> [TO BE DONE]
• 1. Reproduce the part of the post on gold and the S&P 500 that opens with the words containing "Now after my" and closes with "be on track?", copying it exactly.
• 2. Write out the part of the records that runs from their very start through the line containing "320 86 L 294", both ends included, and copy those lines exactly without the pictures.

> [DOCUMENT EXCERPT]
━━━━━━
Gold and S&P 500: Fundamental Change?

Good morning all. I hit on this a litle bit in my webcast. I wanted to go a little more in depth about it though. When I left for vacation over the holidays I left a gold and S&P market that seemed to be somewhat correlated. To say it was a great correlation would be an absolute lie. However it seemed like gold was being traded solely as part of the commodity basket and was rising with oil, copper, rubber, etc which was also followed slowly but surely by equities and the free money that was being pumped into them.

Now after my first day back from vacation and stepping back into these markets it seemed as if there was a definite change of scenery. Overnight gold was getting hit harder than Brett Favre’s head on the frozen field in Minnesota while equities, continuing there impressive day from yesterday, gradually rose higher (as I type S&P 500 Minis are up 4.25 trading 1269.50 while gold is down 14.7 trading 1408.2). This was not a small divergence from what had been happening before I left. This was a farely large change of thought. Are people or the markets now thinking, more than we have in a while, that the economy may be on track?

Below is a daily chart showing the somewhat correlated gold and S&P markets and the slight divergence over the last few days.
━━━━━━
> [EXERCISE MATERIALS]
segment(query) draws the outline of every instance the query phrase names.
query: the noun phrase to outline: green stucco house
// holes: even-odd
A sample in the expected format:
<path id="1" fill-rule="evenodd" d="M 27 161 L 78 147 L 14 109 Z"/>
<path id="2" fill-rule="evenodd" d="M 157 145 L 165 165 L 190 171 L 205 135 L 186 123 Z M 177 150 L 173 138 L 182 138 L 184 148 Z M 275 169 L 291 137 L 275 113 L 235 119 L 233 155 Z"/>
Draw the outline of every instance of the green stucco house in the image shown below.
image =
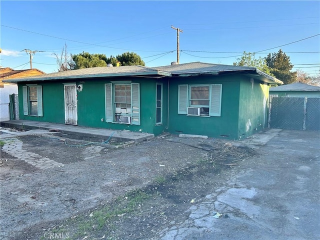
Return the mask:
<path id="1" fill-rule="evenodd" d="M 200 62 L 98 67 L 14 79 L 20 120 L 238 140 L 266 126 L 269 85 L 256 68 Z"/>
<path id="2" fill-rule="evenodd" d="M 320 86 L 294 82 L 270 88 L 271 96 L 320 98 Z"/>

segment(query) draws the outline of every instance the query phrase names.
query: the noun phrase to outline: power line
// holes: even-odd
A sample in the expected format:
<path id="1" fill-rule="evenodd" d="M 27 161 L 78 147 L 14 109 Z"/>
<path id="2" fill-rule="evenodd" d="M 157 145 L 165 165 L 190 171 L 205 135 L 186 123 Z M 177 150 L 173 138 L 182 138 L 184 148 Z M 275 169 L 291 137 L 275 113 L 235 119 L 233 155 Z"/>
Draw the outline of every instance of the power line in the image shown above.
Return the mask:
<path id="1" fill-rule="evenodd" d="M 162 54 L 168 54 L 170 52 L 174 52 L 176 50 L 173 50 L 172 51 L 168 51 L 168 52 L 163 52 L 162 54 L 156 54 L 156 55 L 152 55 L 152 56 L 145 56 L 144 58 L 151 58 L 152 56 L 158 56 L 159 55 L 162 55 Z"/>
<path id="2" fill-rule="evenodd" d="M 154 61 L 154 60 L 157 60 L 157 59 L 158 59 L 158 58 L 162 58 L 162 56 L 165 56 L 167 54 L 170 54 L 170 52 L 174 52 L 174 51 L 172 51 L 172 52 L 166 52 L 166 54 L 164 54 L 163 56 L 159 56 L 158 58 L 154 58 L 154 59 L 153 59 L 153 60 L 150 60 L 150 61 L 148 61 L 148 62 L 146 62 L 146 64 L 148 64 L 148 62 L 150 62 Z"/>
<path id="3" fill-rule="evenodd" d="M 196 28 L 196 29 L 192 29 L 192 28 L 186 28 L 185 30 L 206 30 L 208 31 L 209 30 L 228 30 L 230 29 L 246 29 L 246 28 L 278 28 L 280 26 L 298 26 L 301 25 L 311 25 L 311 24 L 319 24 L 319 22 L 312 22 L 310 24 L 289 24 L 286 25 L 276 25 L 273 26 L 243 26 L 242 28 Z"/>
<path id="4" fill-rule="evenodd" d="M 292 68 L 319 68 L 320 69 L 320 66 L 294 66 Z"/>
<path id="5" fill-rule="evenodd" d="M 278 22 L 285 20 L 298 20 L 300 19 L 308 19 L 308 18 L 318 18 L 319 16 L 310 16 L 308 18 L 282 18 L 282 19 L 272 19 L 268 20 L 261 20 L 259 21 L 246 21 L 246 22 L 215 22 L 214 24 L 180 24 L 180 26 L 192 26 L 192 25 L 213 25 L 213 24 L 248 24 L 252 22 Z"/>
<path id="6" fill-rule="evenodd" d="M 268 50 L 270 50 L 272 49 L 277 48 L 280 48 L 281 46 L 286 46 L 287 45 L 289 45 L 289 44 L 294 44 L 294 43 L 298 42 L 303 41 L 304 40 L 306 40 L 307 39 L 310 38 L 314 38 L 315 36 L 318 36 L 319 35 L 320 35 L 320 34 L 316 34 L 316 35 L 314 35 L 313 36 L 308 36 L 308 37 L 306 38 L 304 38 L 300 39 L 300 40 L 298 40 L 296 41 L 294 41 L 294 42 L 289 42 L 288 44 L 284 44 L 281 45 L 280 46 L 276 46 L 274 48 L 270 48 L 265 49 L 264 50 L 262 50 L 260 51 L 258 51 L 258 52 L 251 52 L 251 53 L 252 53 L 252 54 L 261 53 L 262 52 L 264 52 L 264 51 L 267 51 Z M 208 57 L 208 56 L 196 56 L 195 55 L 192 55 L 192 54 L 188 54 L 188 53 L 186 52 L 184 50 L 182 50 L 182 52 L 184 52 L 186 54 L 188 55 L 190 55 L 190 56 L 195 56 L 196 58 L 236 58 L 236 57 L 237 57 L 237 56 L 242 56 L 244 55 L 243 53 L 242 53 L 242 54 L 241 54 L 241 55 L 237 55 L 237 56 L 222 56 L 222 57 Z M 189 50 L 188 52 L 192 52 L 192 51 Z M 196 51 L 193 51 L 193 52 L 196 52 Z M 199 52 L 201 52 L 199 51 Z M 232 53 L 232 52 L 229 52 L 229 53 Z M 234 52 L 234 54 L 236 54 L 236 53 L 237 53 L 237 52 Z"/>
<path id="7" fill-rule="evenodd" d="M 320 64 L 294 64 L 293 65 L 320 65 Z"/>
<path id="8" fill-rule="evenodd" d="M 21 65 L 19 65 L 18 66 L 15 66 L 14 68 L 18 68 L 20 66 L 22 66 L 22 65 L 26 65 L 27 64 L 28 64 L 29 63 L 29 62 L 26 62 L 26 64 L 22 64 Z"/>
<path id="9" fill-rule="evenodd" d="M 243 52 L 210 52 L 210 51 L 197 51 L 197 50 L 184 50 L 184 52 L 207 52 L 207 53 L 213 53 L 213 54 L 242 54 Z M 314 53 L 319 53 L 320 52 L 286 52 L 286 54 L 314 54 Z M 270 54 L 270 52 L 254 52 L 254 53 L 258 53 L 259 54 Z"/>
<path id="10" fill-rule="evenodd" d="M 29 54 L 30 55 L 30 69 L 32 69 L 32 58 L 34 55 L 36 54 L 36 52 L 43 52 L 44 51 L 38 51 L 38 50 L 30 50 L 30 49 L 24 49 L 21 52 L 24 51 L 27 54 Z"/>
<path id="11" fill-rule="evenodd" d="M 103 45 L 99 45 L 98 44 L 90 44 L 88 42 L 80 42 L 80 41 L 76 41 L 76 40 L 72 40 L 70 39 L 68 39 L 68 38 L 60 38 L 58 36 L 52 36 L 50 35 L 48 35 L 46 34 L 40 34 L 38 32 L 32 32 L 32 31 L 29 31 L 28 30 L 24 30 L 23 29 L 21 29 L 21 28 L 14 28 L 12 26 L 8 26 L 6 25 L 4 25 L 4 24 L 0 24 L 0 26 L 4 26 L 6 28 L 12 28 L 12 29 L 16 29 L 16 30 L 19 30 L 20 31 L 24 31 L 24 32 L 30 32 L 32 34 L 38 34 L 38 35 L 41 35 L 42 36 L 48 36 L 50 38 L 57 38 L 57 39 L 60 39 L 62 40 L 66 40 L 66 41 L 70 41 L 70 42 L 78 42 L 80 44 L 86 44 L 86 45 L 92 45 L 94 46 L 100 46 L 102 48 L 113 48 L 113 49 L 120 49 L 121 50 L 130 50 L 130 51 L 134 51 L 134 52 L 159 52 L 160 51 L 146 51 L 145 50 L 132 50 L 132 49 L 127 49 L 127 48 L 114 48 L 114 47 L 112 47 L 112 46 L 104 46 Z"/>
<path id="12" fill-rule="evenodd" d="M 56 66 L 56 64 L 42 64 L 41 62 L 34 62 L 34 64 L 43 64 L 44 65 L 54 65 L 54 66 Z"/>
<path id="13" fill-rule="evenodd" d="M 262 50 L 261 51 L 256 52 L 254 53 L 260 52 L 264 52 L 264 51 L 268 51 L 268 50 L 271 50 L 272 49 L 277 48 L 280 48 L 280 46 L 286 46 L 287 45 L 290 45 L 290 44 L 295 44 L 296 42 L 298 42 L 303 41 L 304 40 L 306 40 L 308 39 L 308 38 L 314 38 L 315 36 L 318 36 L 319 35 L 320 35 L 320 34 L 316 34 L 316 35 L 314 35 L 313 36 L 308 36 L 308 38 L 303 38 L 303 39 L 300 39 L 300 40 L 298 40 L 297 41 L 294 41 L 294 42 L 289 42 L 288 44 L 284 44 L 281 45 L 280 46 L 276 46 L 274 48 L 271 48 L 265 49 L 264 50 Z"/>

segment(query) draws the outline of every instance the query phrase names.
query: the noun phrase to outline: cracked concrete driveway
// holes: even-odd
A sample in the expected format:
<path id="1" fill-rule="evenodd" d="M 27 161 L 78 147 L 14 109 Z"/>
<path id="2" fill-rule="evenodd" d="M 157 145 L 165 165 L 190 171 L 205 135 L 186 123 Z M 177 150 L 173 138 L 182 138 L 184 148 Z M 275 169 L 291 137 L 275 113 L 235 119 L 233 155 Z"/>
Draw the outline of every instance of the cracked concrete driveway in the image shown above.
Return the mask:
━━━━━━
> [EXERCISE SOLUTIONS]
• 1.
Now after my first day back from vacation and stepping back into these markets it seemed as if there was a definite change of scenery. Overnight gold was getting hit harder than Brett Favre’s head on the frozen field in Minnesota while equities, continuing there impressive day from yesterday, gradually rose higher (as I type S&P 500 Minis are up 4.25 trading 1269.50 while gold is down 14.7 trading 1408.2). This was not a small divergence from what had been happening before I left. This was a farely large change of thought. Are people or the markets now thinking, more than we have in a while, that the economy may be on track?

• 2.
segment(query) draws the outline of every instance the query phrase names.
query: the noun phrase to outline: green stucco house
// holes: even-odd
A sample in the expected format:
<path id="1" fill-rule="evenodd" d="M 27 161 L 78 147 L 14 109 Z"/>
<path id="2" fill-rule="evenodd" d="M 157 145 L 165 165 L 190 171 L 205 135 L 186 123 Z M 177 150 L 173 138 L 182 138 L 184 148 Z M 275 169 L 291 137 L 275 113 L 235 119 L 233 155 Z"/>
Draw the outline of every instance of the green stucco house in the image shown below.
image =
Return the mask:
<path id="1" fill-rule="evenodd" d="M 200 62 L 98 67 L 14 79 L 20 120 L 238 140 L 266 126 L 269 85 L 256 68 Z"/>
<path id="2" fill-rule="evenodd" d="M 320 86 L 294 82 L 270 88 L 271 96 L 320 98 Z"/>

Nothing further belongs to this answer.